• Problem: The expected result is every entry, retyped character for character.
**** Listed records ****
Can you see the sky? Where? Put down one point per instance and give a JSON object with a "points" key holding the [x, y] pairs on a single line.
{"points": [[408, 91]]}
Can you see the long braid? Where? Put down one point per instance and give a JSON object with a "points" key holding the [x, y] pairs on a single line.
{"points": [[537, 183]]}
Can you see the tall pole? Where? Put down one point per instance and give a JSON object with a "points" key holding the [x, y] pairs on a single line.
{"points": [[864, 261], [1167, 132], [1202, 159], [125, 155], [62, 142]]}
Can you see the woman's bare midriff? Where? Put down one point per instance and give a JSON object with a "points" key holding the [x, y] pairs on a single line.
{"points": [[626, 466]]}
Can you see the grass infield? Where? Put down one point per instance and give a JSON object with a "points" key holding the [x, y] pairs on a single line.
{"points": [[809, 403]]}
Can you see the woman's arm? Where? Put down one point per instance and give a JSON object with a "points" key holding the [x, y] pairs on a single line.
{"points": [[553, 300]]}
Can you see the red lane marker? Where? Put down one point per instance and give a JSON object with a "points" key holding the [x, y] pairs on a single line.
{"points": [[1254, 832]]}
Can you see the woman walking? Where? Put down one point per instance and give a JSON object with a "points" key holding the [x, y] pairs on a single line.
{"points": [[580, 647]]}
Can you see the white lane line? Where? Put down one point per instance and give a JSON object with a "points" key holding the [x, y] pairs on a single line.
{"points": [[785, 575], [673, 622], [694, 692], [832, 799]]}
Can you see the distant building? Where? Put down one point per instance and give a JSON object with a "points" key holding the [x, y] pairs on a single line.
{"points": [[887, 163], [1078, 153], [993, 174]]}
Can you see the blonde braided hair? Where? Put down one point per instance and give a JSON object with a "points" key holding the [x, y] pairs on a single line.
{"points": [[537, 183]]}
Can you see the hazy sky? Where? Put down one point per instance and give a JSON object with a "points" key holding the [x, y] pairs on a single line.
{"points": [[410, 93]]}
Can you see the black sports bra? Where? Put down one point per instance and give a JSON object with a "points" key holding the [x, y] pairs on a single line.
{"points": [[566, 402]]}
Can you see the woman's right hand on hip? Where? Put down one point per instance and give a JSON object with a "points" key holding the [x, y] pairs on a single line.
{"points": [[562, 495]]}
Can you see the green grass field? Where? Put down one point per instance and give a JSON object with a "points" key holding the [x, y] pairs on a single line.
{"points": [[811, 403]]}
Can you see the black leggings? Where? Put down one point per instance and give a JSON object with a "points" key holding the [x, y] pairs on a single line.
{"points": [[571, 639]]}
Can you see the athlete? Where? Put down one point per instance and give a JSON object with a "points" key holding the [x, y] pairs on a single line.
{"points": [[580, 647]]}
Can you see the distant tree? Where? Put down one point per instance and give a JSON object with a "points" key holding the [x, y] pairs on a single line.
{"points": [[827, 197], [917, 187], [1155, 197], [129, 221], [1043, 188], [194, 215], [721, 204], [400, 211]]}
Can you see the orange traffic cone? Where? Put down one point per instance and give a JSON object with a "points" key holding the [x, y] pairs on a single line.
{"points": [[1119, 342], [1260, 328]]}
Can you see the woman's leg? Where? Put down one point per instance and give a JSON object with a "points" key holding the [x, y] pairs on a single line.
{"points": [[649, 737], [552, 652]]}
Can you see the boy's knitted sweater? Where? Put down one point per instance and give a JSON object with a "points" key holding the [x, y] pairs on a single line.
****
• Task output:
Can you see the sky? Where? Put down one point per instance and give a JSON object with a "points" key holding the [x, y] pairs on a single line.
{"points": [[408, 91]]}
Can you see the long braid? Where? Put down one point per instance and give a JSON object with a "points" key holding the [x, y] pairs on a single line.
{"points": [[537, 183]]}
Can you see the tall pole? Where? Put down one point per instance and give a JSON object with a "points" key holding the [x, y] pairs on a single line.
{"points": [[864, 261], [1167, 132], [1202, 159], [125, 155], [62, 142]]}
Can you see the woman's bare midriff? Where? Put down one point per instance and give a JSON object with a "points" key holding the [x, y] pairs on a single line.
{"points": [[626, 466]]}
Can you see the grass infield? Where? Put down one point per instance and give a JSON object with a "points" key holding the [x, y] pairs on a single line.
{"points": [[809, 403]]}
Can you see the woman's arm? Where? Put down one point per instance and give a JSON object with a "points" key holding the [x, y] pairs on a single line.
{"points": [[553, 300]]}
Can you see the red lane marker? Where? Put down one point per instance and give a JSON object with a "points" key holding the [x, y] pairs on a single line.
{"points": [[1254, 832]]}
Can you see the woman walking? Where? Put down one point per instance and give a JSON object with a "points" key holding the [x, y] pairs on a single line.
{"points": [[580, 647]]}
Can you see the white lane line? Where? Put down one point per instance and give a JSON object with a "points" key holding the [x, y] pairs on a single line.
{"points": [[785, 575], [673, 622], [694, 692], [832, 799]]}
Can you see the distant building? Where? Put down one point per instance and give a JSON object with a "points" key holding the [x, y] pairs on a single line.
{"points": [[887, 163], [1078, 153], [993, 174]]}
Can you see the blonde braided hair? Where? Put down one point per instance and give a JSON object with a "points" key holding the [x, y] pairs on a single line.
{"points": [[537, 183]]}
Can you see the hazy sky? Where? Put down one point per instance and give a JSON object with a "points" key holding the [x, y] pairs on a single line.
{"points": [[410, 93]]}
Can you see the black sports bra? Where? Put down one point per instance and give a JSON object with a "points" key holding the [x, y] pairs on a single line.
{"points": [[566, 402]]}
Can you see the woman's right hand on hip? Where? Put down one point per instance and give a JSON object with a "points" key holding the [x, y] pairs on a single line.
{"points": [[562, 495]]}
Can you see the green grass field? Where? Put down one point per instance and give a JSON object with a "points" key holding the [x, y] pairs on a single line.
{"points": [[811, 403]]}
Can you see the black leggings? Where? Put down one point per instance and give a JSON object with a "points" key holding the [x, y] pairs on a single line.
{"points": [[571, 639]]}
Can you see the athlete? Where? Put down one point per instance and give a JSON object with a "points" key holding the [x, y] pairs on a single line.
{"points": [[580, 647]]}
Can you see the distant tree? Where? Put down one point per instance and give a JSON object with a "points" key holding the [x, y] pairs on a single line.
{"points": [[827, 197], [917, 187], [1155, 197], [129, 221], [1043, 188], [194, 215], [721, 204], [400, 211]]}
Can you see the orange traffic cone? Where? Put down one point per instance and give a JSON object with a "points" key holding the [x, y] pairs on a single line.
{"points": [[1119, 342], [1260, 328]]}
Can you see the woman's leg? Where? Put down one point per instance and give a JSON object with a "points" key holding the [x, y] pairs on a single line.
{"points": [[649, 737], [552, 652]]}
Can you see the boy's knitted sweater? Where? Put down one point per instance and give a JSON object with a "points" key holding the [x, y] pairs on a single line.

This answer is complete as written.